• Text section:
------------------------------------------------------------
Berwick Critical of Obama’s Approach to Medicare Spending
CMS chief, Don Berwick, has often taken a measured approach to policy implementation. His entire premise on Medicare and Medicaid reform is based upon rational thought and not upon hurried or vaulted extremism. Case in point: Berwick recently criticized President Obama’s support of a Medicare payment advisory board if spending on the entitlement began to outpace the GDP. Recommendations by the board would then go to Congress for approval. HHS would get involved if congressional approval was not secured for any reason. Cuts to Medicaid spending appears to be Obama’s goal here. It is the latest in a long succession of fiscally conservative overtones to overhaul the Budget in response to the much heralded and recently House-passed Ryan bill to trim the deficit and attack what the GOP sees as reckless spending on the part of federal government. As a result of pending Senate passage of the bill with executive approval (unlikely), Medicare would be subject to the most expansive overhaul it’s seen in a while and would employ a privatized system of governance with respect to its funding via vouchers. Rep. Ryan’s bill notwithstanding, Berwick is signaling the tried-and-true approach to controlling CMS dollars: by improving care delivery under Medicare. It may be boring, but it works.
------------------------------------------------------------
• Provided material:
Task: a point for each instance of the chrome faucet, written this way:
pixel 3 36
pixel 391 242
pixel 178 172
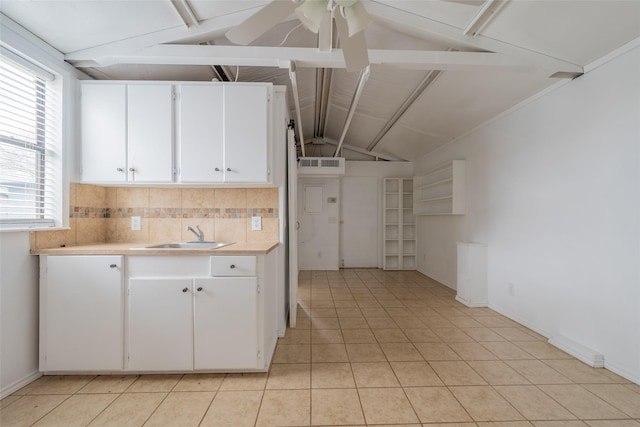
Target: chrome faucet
pixel 199 233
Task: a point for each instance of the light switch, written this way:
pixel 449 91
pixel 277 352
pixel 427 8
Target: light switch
pixel 256 223
pixel 136 223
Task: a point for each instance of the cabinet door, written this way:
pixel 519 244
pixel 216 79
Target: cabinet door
pixel 104 132
pixel 82 313
pixel 201 133
pixel 150 132
pixel 226 324
pixel 246 133
pixel 160 324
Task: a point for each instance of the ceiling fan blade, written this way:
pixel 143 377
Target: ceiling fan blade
pixel 354 48
pixel 265 19
pixel 469 2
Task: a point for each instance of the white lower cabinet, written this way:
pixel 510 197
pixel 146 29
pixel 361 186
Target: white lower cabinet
pixel 81 313
pixel 179 314
pixel 225 331
pixel 160 325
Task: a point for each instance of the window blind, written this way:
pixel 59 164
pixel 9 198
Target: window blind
pixel 30 161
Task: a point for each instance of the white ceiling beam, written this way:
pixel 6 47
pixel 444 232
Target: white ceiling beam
pixel 219 24
pixel 296 100
pixel 261 56
pixel 359 150
pixel 362 80
pixel 409 14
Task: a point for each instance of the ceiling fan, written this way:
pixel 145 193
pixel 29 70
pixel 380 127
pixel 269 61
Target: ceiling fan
pixel 350 17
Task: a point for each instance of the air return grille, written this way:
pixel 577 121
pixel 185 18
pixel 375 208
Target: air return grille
pixel 321 166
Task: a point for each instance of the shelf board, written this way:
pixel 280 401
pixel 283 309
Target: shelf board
pixel 435 199
pixel 433 184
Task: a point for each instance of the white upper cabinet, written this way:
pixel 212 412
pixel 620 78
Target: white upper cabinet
pixel 127 132
pixel 201 133
pixel 150 132
pixel 104 133
pixel 223 132
pixel 246 131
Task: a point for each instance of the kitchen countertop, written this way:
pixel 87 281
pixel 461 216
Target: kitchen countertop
pixel 244 248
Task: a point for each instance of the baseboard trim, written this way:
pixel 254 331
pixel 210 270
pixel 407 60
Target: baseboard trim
pixel 17 385
pixel 622 372
pixel 516 319
pixel 579 351
pixel 438 279
pixel 471 304
pixel 609 366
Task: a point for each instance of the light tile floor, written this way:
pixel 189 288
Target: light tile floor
pixel 371 348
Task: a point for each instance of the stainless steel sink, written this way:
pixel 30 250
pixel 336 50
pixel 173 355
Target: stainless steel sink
pixel 188 245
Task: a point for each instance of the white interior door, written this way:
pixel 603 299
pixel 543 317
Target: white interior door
pixel 319 233
pixel 293 227
pixel 359 228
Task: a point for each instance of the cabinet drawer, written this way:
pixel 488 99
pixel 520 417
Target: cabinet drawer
pixel 233 266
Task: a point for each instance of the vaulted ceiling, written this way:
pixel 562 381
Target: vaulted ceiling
pixel 431 78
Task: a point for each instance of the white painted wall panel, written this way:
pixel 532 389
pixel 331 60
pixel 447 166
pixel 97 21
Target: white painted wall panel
pixel 554 190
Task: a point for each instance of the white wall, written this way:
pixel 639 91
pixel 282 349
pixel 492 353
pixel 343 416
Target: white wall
pixel 319 234
pixel 378 170
pixel 553 188
pixel 19 270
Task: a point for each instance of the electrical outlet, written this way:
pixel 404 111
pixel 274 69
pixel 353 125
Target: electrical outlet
pixel 256 223
pixel 136 223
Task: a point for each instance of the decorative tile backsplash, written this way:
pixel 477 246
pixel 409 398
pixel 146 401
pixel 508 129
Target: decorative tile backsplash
pixel 103 215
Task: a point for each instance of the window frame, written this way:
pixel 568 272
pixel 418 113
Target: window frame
pixel 47 148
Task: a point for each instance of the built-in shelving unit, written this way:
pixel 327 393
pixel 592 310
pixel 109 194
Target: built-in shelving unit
pixel 399 225
pixel 441 191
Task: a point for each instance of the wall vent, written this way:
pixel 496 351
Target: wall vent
------------------------------------------------------------
• Exercise goal:
Write a continuation of the piece on Don Berwick's view of Medicare spending, starting after its last sentence. The entries were taken from a different source than the text.

• Written reply:
“The best way to make care more affordable and sustainable is to make care better,” he said. “Higher quality and lower cost go together.”
He continues to cite Medicare pilot initiatives in reducing hospital-acquired preventable infections, increased scrutiny of MA programs’ costs, and the use of transparency in the dissemination of quality indicators (he unveiled a new government website which has this information) to spur “invention” in care delivery. Regardless of how one feels about Medicare reform in an absolute sense, it is very interesting to note the media’s coverage of the matter — seemingly eschewing Berwick’s deliberate approach to reform in favor of Paul Ryan’s incendiary one.